▸ TASK STATEMENT
Print everything from "1. Toast the" down to "be too sweet." in the goats' cheese recipe below, word for word.

▸ PAGE TEXT
'''

Weston Park in Shropshire is the stunning former home of the earl of Bradford and boasts a history stretching from Capability Brown and Disraeli to the hosting of the G8 summit and Northern Ireland peace talks. It's no wonder, then, that the food is superb. While you can enjoy some delicious local food in their public restaurant – The Granary – we wanted to bring you a taste of what the visiting great and good eat in the historic dining rooms of the house itself. We persuaded head chef Guy Day to share this fabulous starter with us.


Goats' cheese parfait with mi-cuit tomato 'petals'

'Mi-cuit' means semi-cooked, and in this dish it refers to slices of ripe plum tomato, heated in a very low oven to evaporate some of the moisture and intensify the flavours. It makes a fabulous accompaniment to this herby goats' cheese parfait, but if time is tight you could serve with bought semi-dried or sundried tomatoes in oil instead.


Serves 6 as a starter


  • 50g pine nuts
  • 300g rindless soft goats’ cheese
  • 1 small garlic clove, finely grated on a microplane
  • 1½-2 tbsp honey
  • ½ x 20g pack tarragon, leaves only (5g picked weight)
  • a small handful of flat-leaf parsley, leaves only (5g picked weight)
  • a handful of basil leaves (10g picked weight)
  • 150ml double cream
  • 6 medium plum tomatoes
  • ½ tbsp olive oil
  • 1 small garlic clove, crushed (optional)
  • a pinch of caster sugar
  • 25g pine nuts
  • 1-2 tsp balsamic pearls (find them in the Speciality Ingredients aisle)
  • micro herbs or watercress


  1. Toast the 50g pine nuts in a small dry frying pan on a low heat until lightly golden. Tip into a bowl and allow to cool. Line six moulds (each about 100ml in capacity) with clingfilm.
  2. Blend the goats' cheese in a food processor until smooth. Tip into a bowl and stir in the pine nuts, garlic and honey – add the honey to taste, you don’t want it to be too sweet.
  3. Finely chop the herbs and stir gently into the cheese (don’t do this bit in the processor or the cheese will turn green).

'''

▸ DATA EXCERPTS
'''

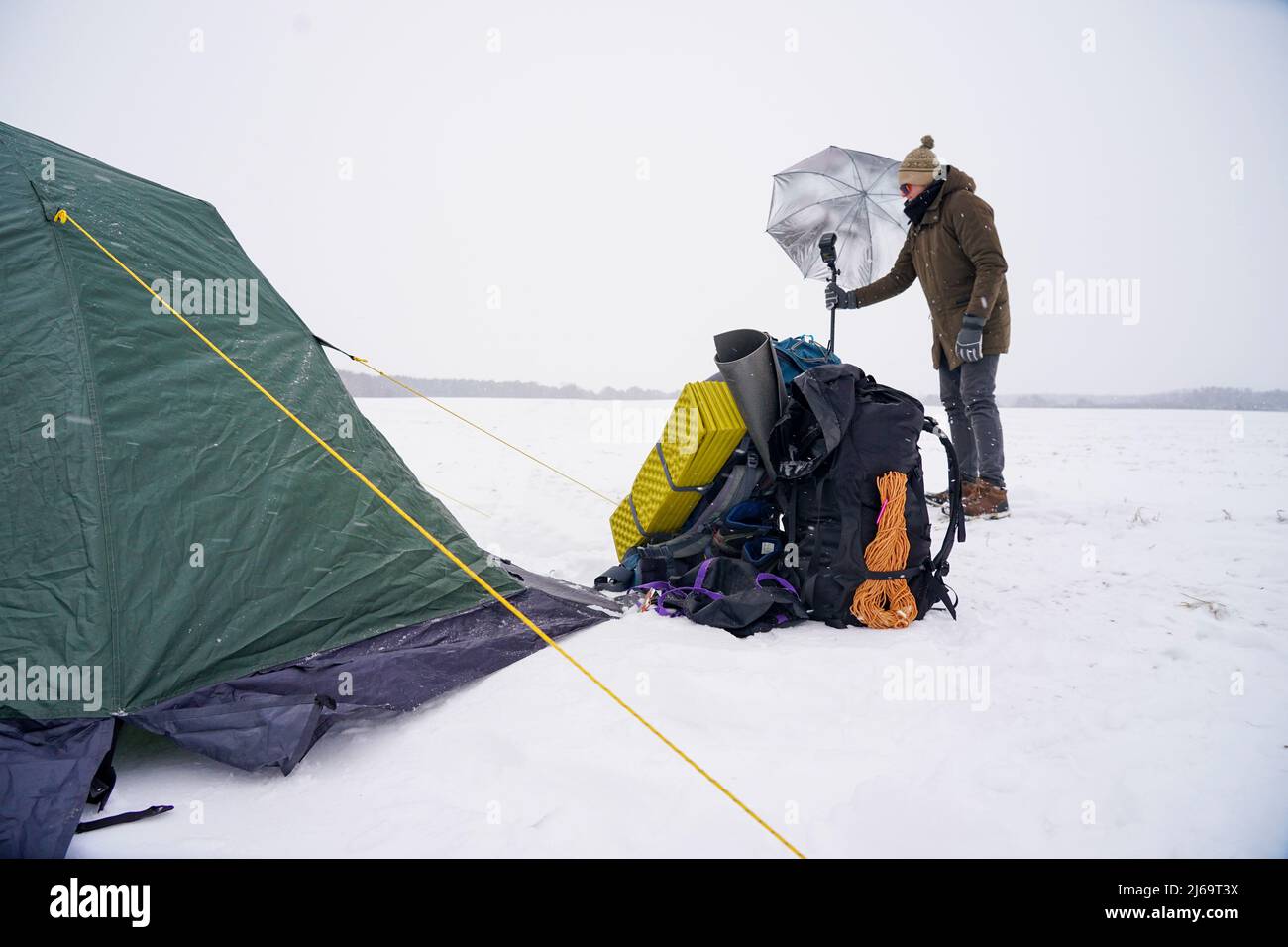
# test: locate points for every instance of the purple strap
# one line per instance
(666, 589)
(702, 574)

'''
'''

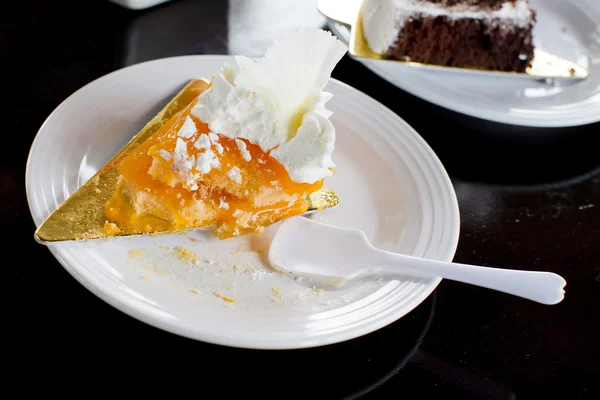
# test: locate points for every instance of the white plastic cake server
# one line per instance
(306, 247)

'''
'''

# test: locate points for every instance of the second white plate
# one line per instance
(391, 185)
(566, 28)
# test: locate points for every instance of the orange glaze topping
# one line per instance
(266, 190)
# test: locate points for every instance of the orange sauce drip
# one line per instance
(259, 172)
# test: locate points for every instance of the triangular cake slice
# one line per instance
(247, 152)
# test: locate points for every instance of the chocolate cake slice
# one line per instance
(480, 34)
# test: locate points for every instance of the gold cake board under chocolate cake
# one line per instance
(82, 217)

'''

▸ WRITTEN SOLUTION
1. Toast the 50g pine nuts in a small dry frying pan on a low heat until lightly golden. Tip into a bowl and allow to cool. Line six moulds (each about 100ml in capacity) with clingfilm.
  2. Blend the goats' cheese in a food processor until smooth. Tip into a bowl and stir in the pine nuts, garlic and honey – add the honey to taste, you don’t want it to be too sweet.